Task to carry out —
Copy, from the data below, every line that has "chain" in it.
··········
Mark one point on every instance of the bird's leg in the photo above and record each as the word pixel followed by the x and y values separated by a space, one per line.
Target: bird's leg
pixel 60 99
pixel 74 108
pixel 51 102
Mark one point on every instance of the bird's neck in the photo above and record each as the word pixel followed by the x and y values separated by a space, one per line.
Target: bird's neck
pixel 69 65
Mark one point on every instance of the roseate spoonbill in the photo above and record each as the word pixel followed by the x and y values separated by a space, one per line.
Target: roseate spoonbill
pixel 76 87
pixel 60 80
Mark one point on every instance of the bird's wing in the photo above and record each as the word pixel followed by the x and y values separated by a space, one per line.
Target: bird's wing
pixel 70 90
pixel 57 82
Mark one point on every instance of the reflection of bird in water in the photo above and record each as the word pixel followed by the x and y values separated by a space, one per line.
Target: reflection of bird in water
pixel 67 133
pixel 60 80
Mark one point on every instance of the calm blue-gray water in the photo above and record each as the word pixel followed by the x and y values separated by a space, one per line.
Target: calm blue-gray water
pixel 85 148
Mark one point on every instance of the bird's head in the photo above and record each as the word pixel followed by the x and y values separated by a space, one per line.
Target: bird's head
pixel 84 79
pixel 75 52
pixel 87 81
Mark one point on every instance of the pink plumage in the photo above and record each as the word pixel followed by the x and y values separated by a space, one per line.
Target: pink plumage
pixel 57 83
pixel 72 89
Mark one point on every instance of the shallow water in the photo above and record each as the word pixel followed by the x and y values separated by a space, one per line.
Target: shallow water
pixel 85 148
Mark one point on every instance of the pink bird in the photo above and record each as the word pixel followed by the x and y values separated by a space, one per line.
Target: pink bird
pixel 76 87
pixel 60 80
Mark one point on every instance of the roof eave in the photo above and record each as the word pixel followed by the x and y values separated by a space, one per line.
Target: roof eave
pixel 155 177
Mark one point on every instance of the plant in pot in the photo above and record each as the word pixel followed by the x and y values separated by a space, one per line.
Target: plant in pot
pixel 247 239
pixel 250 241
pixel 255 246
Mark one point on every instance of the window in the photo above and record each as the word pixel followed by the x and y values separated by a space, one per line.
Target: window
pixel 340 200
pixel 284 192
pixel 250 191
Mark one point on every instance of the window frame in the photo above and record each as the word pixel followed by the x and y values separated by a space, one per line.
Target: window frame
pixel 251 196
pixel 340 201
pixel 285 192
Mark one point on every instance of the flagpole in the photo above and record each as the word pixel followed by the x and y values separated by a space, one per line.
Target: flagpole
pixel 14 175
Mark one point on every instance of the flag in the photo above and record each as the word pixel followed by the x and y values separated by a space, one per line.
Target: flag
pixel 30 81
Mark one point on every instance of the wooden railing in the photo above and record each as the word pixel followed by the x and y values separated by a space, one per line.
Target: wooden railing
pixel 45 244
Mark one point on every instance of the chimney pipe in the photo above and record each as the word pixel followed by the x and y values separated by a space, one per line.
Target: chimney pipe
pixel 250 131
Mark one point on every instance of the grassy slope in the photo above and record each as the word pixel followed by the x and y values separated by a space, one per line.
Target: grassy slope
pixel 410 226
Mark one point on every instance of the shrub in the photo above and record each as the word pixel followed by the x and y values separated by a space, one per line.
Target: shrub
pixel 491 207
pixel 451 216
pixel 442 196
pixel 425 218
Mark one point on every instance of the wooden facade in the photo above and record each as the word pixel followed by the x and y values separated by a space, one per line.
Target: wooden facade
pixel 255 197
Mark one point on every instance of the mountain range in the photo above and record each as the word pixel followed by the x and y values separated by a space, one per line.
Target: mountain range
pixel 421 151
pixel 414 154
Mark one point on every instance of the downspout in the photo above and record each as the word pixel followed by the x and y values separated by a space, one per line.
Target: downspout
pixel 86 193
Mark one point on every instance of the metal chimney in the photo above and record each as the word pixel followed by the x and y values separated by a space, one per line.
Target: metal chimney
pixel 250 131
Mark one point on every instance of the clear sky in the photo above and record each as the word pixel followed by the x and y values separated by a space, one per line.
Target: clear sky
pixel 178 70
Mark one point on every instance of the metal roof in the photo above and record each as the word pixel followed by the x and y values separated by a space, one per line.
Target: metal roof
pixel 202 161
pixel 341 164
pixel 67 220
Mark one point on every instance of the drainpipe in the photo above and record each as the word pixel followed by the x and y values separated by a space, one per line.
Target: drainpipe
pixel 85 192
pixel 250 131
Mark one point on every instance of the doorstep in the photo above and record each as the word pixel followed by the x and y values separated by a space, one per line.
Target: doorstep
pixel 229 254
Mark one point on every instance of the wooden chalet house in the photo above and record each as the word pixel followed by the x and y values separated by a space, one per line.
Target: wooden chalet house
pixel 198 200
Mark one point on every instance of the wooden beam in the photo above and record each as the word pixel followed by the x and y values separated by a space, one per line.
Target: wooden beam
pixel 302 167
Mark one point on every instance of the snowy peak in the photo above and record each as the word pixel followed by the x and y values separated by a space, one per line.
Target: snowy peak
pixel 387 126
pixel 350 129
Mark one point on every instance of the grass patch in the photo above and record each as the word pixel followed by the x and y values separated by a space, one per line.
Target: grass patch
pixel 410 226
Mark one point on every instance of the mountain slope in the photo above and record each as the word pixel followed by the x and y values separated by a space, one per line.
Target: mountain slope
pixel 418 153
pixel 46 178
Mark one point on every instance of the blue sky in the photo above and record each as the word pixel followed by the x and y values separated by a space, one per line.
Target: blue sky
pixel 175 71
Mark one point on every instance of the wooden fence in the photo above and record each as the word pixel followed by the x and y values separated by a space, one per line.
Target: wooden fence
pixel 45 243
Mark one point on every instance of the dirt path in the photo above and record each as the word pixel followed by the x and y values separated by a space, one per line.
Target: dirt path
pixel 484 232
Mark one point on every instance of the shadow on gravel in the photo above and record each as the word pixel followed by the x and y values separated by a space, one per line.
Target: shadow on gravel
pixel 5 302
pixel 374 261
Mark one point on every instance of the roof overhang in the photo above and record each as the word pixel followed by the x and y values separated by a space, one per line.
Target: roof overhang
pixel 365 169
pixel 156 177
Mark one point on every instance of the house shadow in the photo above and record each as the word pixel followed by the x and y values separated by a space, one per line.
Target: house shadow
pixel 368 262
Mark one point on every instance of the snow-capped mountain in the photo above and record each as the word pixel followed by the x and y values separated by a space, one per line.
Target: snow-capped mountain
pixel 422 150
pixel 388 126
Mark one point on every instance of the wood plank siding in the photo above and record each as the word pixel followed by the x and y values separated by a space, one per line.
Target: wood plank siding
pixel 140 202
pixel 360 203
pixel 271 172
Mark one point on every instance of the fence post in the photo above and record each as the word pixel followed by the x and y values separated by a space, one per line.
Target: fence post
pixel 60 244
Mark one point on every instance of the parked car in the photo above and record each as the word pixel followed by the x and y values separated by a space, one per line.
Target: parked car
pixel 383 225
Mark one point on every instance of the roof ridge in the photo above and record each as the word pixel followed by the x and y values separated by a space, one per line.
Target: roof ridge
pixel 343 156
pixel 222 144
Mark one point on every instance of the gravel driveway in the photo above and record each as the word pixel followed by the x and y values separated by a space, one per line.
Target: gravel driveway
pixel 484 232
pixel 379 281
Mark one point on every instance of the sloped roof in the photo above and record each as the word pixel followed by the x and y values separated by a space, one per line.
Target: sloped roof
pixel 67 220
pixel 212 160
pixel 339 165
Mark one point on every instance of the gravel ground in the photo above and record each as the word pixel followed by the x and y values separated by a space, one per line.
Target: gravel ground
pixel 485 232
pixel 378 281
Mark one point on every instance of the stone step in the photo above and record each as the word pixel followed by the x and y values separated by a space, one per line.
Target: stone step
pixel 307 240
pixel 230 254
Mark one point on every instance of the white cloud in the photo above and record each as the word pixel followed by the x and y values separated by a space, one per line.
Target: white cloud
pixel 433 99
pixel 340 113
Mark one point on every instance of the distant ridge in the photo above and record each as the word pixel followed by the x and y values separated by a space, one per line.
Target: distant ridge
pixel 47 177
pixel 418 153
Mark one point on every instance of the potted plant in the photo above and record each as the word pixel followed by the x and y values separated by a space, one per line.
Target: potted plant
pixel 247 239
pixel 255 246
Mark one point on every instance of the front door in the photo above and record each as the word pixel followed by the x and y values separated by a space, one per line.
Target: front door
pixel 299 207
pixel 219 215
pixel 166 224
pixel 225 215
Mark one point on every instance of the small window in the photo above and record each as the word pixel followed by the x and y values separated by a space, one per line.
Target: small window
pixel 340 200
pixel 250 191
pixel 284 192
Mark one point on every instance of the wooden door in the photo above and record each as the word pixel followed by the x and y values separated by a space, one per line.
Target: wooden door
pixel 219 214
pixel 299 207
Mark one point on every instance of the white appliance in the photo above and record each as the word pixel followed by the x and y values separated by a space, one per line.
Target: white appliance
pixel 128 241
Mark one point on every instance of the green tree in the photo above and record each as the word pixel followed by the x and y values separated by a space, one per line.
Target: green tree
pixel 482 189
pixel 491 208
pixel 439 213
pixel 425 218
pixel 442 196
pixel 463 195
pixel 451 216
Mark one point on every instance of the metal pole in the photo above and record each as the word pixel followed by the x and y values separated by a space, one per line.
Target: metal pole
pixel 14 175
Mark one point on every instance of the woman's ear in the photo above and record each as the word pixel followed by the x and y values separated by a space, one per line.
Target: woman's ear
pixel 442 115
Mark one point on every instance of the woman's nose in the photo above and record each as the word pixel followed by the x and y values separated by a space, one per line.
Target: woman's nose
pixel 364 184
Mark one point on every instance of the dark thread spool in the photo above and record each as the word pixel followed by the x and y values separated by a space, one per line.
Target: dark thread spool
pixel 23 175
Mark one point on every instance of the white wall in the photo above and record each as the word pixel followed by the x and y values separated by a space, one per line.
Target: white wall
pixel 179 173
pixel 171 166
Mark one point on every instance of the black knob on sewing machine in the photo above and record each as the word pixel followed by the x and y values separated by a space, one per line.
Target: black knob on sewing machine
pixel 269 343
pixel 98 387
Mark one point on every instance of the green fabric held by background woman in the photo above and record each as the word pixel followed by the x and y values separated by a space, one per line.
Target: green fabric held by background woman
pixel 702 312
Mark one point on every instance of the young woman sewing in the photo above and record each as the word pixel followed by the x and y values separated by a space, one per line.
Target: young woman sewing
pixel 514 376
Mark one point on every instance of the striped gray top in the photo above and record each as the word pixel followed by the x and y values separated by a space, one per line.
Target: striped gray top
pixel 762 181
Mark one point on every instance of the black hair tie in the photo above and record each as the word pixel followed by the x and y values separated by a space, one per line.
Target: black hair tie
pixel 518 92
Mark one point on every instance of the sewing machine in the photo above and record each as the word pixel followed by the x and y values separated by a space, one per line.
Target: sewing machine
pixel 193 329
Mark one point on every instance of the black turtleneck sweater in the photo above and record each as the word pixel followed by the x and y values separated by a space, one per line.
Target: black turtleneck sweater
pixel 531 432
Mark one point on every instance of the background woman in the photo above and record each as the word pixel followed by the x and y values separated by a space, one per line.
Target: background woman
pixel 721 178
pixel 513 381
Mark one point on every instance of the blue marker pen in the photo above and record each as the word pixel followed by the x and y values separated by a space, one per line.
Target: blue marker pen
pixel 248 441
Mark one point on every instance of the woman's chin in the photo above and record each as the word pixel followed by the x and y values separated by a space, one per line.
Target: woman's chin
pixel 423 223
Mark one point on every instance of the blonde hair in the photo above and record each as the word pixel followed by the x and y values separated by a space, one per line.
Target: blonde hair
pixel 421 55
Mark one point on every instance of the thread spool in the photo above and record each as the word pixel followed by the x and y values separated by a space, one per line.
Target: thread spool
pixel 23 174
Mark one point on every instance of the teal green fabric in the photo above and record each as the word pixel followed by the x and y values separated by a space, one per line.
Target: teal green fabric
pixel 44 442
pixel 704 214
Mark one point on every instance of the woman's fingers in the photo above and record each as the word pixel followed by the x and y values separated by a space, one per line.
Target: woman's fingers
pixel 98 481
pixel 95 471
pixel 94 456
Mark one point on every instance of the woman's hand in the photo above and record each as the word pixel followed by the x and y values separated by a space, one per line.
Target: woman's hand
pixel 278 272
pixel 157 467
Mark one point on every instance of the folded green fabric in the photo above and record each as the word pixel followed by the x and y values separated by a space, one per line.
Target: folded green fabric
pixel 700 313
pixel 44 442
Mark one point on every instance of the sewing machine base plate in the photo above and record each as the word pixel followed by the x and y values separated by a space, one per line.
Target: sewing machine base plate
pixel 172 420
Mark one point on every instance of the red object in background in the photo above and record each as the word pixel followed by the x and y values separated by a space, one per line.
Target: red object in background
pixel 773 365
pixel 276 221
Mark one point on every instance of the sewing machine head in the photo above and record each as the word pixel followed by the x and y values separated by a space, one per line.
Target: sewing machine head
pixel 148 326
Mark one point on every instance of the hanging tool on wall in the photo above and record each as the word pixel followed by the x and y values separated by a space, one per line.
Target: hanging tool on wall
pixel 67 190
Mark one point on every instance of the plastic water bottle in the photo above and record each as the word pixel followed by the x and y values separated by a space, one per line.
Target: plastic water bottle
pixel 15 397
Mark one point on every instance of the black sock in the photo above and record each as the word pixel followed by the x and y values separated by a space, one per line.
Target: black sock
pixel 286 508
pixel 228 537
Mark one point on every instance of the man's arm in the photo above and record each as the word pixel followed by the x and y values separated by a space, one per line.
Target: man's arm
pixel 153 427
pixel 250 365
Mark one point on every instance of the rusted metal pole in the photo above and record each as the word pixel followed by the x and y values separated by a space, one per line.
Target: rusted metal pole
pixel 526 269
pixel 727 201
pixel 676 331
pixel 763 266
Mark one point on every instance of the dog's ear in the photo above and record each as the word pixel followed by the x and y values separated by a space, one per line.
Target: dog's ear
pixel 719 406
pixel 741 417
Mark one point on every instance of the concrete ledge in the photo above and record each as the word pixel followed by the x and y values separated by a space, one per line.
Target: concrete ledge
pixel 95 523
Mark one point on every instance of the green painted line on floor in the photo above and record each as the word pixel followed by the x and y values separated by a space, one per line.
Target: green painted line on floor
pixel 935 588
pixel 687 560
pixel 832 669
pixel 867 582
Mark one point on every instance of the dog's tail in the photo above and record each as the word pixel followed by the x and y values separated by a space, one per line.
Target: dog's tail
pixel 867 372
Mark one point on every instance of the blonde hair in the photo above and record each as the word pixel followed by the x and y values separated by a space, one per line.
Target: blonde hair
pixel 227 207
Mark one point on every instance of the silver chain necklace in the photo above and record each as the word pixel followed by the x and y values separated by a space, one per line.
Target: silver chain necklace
··········
Answer space —
Mark one point on every instance of the silver chain necklace in the photo above and record each as the word pixel followed by the x and y values separated by a space, one per line.
Target: silver chain necklace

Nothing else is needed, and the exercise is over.